> [PASSAGE SHOWN]
Rusty Hosea of FitnessEMS, shares why silent churn is quietly draining memberships and how to keep members engaged before problems escalate.
Rusty Hosea, the chief revenue officer of FitnessEMS, recently sat down with us to share what he’s seeing across the fitness industry.
With nearly three decades of experience spanning equipment repair, maintenance systems and asset management, FitnessEMS has evolved from a primary focus on equipment uptime to a much broader emphasis on member experience and retention.
Working inside clubs across multiple markets and models, gives him a unique perspective on industrywide trends. What’s emerging, he said, isn’t just a technology shift, it’s a mindset shift.
While many operators are investing in new equipment, expanded amenities, digital tools and AI-driven efficiencies, Hosea believes the biggest retention drivers are more foundational. Small operational friction points, unclear ownership of issues and inconsistent follow-up quietly shape member perception every day. In many cases, they influence attrition long before leadership teams recognize a problem.
From silent churn to “quiet quitting” members, Hosea argues the industry doesn’t necessarily need another bold strategy, it needs fewer surprises. The clubs that will succeed in today’s environment, he suggested, are those that reduce effort for members, surface issues earlier and embed accountability into everyday workflows.
In the video above, Hosea outlines the common struggles he’s seeing across facilities, why hospitality must be built into systems rather than left to personality, and how asset management and member engagement are becoming inseparable. Here are the key takeaways from the conversation:
1. The biggest threat is silent churn.
Most members don’t complain. They quietly disengage when small issues create friction.
2. Friction drives attrition.
It’s not broken equipment, but the effort required to report problems and the uncertainty of how they’ll be handled.
3. Hospitality must be systemized.
Clear ownership, required follow-up and closed feedback loops ensure care is consistent, not personality-dependent.
4. Innovation is human right now.
In an AI-heavy environment, rewarding hospitality and responsiveness may be the real differentiator.
5. Operators need fewer surprises, not new strategies.
Embedding feedback into daily workflow across departments prevents small issues from becoming retention losses.
In a business built on people, the smallest breakdowns can carry the biggest consequences. Clubs that treat operational discipline as an extension of hospitality — not a separate function — won’t just fix equipment faster. They’ll build trust faster.

> [WHAT YOU WILL DO]
1 > In the silent churn article, copy the text from "Most members don’t" to "consistent, not personality-dependent." word for word.
2 > List the headings of the numbered key takeaways in the silent churn article.

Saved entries

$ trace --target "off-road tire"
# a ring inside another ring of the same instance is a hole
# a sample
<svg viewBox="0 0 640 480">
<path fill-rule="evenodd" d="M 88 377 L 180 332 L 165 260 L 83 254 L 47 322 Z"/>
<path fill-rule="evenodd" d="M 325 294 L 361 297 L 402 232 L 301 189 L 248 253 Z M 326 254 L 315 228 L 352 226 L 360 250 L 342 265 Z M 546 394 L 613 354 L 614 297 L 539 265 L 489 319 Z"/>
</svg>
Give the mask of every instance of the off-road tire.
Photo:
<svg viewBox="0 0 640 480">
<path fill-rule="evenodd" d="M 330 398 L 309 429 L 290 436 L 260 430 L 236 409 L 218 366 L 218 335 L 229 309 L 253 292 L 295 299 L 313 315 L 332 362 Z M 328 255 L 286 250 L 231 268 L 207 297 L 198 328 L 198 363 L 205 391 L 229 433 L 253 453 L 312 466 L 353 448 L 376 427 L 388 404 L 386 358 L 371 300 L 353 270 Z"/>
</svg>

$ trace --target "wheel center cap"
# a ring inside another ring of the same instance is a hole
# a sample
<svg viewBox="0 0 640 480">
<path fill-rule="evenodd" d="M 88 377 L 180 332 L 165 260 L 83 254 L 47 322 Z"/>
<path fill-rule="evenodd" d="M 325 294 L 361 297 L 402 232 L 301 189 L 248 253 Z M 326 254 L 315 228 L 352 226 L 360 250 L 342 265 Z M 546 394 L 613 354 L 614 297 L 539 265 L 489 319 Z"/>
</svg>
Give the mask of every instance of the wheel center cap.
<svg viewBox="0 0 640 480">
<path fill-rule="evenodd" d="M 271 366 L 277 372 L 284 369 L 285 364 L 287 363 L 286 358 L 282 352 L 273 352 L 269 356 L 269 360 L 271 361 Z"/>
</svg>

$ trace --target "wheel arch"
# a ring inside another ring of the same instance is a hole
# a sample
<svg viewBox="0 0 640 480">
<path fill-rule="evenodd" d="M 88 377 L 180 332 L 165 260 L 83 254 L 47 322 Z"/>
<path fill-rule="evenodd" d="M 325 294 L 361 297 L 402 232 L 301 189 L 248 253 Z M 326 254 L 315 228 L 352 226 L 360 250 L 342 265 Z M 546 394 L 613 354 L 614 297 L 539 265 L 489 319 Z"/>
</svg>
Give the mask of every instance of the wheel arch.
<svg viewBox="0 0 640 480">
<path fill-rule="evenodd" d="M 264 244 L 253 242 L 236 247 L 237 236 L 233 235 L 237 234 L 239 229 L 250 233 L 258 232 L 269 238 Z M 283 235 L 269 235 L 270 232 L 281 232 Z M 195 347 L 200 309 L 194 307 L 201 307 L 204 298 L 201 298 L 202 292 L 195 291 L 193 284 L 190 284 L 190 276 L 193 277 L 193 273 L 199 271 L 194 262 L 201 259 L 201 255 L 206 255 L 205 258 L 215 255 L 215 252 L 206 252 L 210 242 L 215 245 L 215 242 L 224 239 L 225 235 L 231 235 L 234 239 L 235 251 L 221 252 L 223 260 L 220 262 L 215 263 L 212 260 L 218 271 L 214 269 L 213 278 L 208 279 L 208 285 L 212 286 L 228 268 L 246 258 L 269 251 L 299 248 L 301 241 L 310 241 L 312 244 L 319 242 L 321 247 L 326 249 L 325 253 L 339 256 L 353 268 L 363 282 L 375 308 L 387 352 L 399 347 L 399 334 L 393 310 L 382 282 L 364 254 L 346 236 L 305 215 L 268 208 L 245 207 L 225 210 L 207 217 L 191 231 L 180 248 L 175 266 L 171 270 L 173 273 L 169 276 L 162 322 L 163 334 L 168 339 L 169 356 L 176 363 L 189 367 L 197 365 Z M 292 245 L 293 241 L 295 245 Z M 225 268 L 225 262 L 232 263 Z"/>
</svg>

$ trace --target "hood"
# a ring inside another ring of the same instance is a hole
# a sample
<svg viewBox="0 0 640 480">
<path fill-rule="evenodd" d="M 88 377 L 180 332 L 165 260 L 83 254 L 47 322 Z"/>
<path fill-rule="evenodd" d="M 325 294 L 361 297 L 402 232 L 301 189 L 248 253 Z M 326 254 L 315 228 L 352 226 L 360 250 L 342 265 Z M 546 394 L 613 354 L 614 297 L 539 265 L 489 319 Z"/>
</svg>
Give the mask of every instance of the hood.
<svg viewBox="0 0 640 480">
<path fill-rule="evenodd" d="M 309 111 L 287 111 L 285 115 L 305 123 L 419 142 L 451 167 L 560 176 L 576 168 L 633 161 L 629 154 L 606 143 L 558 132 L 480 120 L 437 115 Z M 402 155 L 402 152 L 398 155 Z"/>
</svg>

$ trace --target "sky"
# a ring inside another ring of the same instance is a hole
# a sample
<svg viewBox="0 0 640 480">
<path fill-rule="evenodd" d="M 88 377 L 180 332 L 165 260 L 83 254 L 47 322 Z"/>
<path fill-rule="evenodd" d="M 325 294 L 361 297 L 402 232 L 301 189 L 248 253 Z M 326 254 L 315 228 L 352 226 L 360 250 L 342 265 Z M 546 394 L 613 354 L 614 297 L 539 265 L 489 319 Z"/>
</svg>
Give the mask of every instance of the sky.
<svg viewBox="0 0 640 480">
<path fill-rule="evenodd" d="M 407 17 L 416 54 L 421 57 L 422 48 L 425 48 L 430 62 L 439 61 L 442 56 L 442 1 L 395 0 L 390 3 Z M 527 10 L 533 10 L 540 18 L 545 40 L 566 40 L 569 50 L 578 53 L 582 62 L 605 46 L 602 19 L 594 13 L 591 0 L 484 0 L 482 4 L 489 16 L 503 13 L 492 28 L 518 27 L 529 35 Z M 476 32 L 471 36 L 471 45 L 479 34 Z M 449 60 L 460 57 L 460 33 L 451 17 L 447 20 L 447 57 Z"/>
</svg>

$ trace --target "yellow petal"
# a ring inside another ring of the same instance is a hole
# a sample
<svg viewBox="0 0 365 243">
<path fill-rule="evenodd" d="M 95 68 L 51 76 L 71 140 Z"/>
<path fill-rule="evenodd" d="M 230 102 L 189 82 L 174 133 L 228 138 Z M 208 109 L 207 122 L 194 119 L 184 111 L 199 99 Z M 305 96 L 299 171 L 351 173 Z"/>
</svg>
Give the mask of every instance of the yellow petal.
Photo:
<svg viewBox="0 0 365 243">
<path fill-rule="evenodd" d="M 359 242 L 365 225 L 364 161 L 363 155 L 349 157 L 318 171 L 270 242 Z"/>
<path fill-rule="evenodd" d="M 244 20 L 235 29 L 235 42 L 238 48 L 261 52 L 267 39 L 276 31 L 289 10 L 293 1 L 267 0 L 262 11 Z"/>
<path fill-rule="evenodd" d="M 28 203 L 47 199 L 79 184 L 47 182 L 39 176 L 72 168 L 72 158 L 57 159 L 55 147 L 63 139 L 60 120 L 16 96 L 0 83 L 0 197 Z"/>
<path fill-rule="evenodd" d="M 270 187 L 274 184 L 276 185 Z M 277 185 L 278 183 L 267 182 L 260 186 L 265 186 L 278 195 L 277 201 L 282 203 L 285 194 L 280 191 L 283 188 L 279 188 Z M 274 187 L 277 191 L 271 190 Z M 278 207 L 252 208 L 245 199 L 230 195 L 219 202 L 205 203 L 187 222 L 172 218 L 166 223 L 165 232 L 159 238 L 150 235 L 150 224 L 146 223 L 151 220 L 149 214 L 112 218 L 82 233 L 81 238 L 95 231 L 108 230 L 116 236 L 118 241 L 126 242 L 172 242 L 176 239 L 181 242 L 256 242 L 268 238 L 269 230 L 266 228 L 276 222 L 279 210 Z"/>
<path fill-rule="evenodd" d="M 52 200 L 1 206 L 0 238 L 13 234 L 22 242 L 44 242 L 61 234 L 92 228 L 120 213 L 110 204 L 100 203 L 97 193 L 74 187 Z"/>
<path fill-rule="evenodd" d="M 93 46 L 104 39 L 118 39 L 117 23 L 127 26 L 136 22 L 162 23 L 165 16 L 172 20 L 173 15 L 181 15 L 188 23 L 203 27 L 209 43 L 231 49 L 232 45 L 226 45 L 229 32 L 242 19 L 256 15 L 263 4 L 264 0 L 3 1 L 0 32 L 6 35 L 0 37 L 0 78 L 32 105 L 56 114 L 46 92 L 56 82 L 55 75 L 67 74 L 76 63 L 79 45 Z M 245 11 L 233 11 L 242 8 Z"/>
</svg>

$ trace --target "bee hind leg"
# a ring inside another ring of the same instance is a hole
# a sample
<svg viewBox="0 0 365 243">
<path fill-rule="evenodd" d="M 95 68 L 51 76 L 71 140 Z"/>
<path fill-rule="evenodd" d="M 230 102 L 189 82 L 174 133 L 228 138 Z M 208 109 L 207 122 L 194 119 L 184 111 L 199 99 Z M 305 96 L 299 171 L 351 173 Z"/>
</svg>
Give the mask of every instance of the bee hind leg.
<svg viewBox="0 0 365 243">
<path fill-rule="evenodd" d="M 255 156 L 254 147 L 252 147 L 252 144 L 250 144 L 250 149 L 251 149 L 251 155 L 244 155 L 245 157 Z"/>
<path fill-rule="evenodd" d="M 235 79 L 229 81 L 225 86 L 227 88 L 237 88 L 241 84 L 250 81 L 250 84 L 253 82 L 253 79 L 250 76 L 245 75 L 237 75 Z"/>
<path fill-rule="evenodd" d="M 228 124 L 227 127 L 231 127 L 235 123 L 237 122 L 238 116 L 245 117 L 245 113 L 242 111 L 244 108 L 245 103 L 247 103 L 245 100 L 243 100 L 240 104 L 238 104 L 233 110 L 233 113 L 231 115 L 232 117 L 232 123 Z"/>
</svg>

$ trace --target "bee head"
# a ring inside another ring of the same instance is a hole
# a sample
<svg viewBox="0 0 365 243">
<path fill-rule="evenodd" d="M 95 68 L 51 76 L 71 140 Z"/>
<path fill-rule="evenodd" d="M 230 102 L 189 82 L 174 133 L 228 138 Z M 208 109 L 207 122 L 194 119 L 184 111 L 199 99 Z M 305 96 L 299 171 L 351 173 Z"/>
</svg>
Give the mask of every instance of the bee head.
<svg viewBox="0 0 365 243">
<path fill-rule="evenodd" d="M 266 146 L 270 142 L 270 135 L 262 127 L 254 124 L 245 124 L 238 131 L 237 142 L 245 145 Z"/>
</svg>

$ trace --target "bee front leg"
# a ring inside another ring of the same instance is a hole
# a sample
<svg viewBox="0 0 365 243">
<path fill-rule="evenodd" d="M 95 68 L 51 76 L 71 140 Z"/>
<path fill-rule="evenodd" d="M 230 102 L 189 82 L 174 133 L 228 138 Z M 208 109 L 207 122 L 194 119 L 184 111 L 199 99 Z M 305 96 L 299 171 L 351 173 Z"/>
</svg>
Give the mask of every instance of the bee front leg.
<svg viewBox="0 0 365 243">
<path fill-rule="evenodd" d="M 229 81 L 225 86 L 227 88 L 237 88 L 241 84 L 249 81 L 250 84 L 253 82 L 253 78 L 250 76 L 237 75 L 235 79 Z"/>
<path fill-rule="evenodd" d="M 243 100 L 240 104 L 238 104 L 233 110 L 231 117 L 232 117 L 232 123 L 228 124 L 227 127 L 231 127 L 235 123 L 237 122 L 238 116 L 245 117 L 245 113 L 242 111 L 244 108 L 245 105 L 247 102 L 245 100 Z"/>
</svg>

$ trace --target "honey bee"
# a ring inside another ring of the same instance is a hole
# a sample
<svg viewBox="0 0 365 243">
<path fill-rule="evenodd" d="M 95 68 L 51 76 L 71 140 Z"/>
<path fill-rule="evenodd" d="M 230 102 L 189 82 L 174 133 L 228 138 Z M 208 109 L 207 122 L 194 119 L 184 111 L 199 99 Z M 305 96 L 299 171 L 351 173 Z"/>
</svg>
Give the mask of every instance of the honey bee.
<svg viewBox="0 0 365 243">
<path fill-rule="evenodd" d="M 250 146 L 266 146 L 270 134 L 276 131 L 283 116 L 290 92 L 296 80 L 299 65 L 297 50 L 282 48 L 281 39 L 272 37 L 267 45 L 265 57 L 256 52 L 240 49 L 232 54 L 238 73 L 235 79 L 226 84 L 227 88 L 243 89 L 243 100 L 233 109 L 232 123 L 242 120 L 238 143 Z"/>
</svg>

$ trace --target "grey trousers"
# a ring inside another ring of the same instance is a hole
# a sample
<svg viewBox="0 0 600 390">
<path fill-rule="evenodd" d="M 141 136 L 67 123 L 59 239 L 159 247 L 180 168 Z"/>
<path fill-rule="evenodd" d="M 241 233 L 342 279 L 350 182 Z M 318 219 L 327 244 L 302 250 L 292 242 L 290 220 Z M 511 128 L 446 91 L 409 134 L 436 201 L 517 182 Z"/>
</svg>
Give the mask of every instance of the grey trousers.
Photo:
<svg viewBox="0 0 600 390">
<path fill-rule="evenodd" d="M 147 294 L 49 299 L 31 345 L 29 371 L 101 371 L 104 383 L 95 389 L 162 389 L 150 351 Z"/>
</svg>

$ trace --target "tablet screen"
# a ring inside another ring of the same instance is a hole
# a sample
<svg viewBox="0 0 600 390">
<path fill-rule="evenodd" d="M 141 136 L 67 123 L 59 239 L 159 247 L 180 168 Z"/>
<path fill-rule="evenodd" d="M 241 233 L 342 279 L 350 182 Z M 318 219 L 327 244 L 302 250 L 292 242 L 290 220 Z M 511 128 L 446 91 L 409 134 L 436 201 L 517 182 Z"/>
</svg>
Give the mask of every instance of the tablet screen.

> [RESPONSES]
1 >
Most members don’t complain. They quietly disengage when small issues create friction.
2. Friction drives attrition.
It’s not broken equipment, but the effort required to report problems and the uncertainty of how they’ll be handled.
3. Hospitality must be systemized.
Clear ownership, required follow-up and closed feedback loops ensure care is consistent, not personality-dependent.

2 >
1. The biggest threat is silent churn.
2. Friction drives attrition.
3. Hospitality must be systemized.
4. Innovation is human right now.
5. Operators need fewer surprises, not new strategies.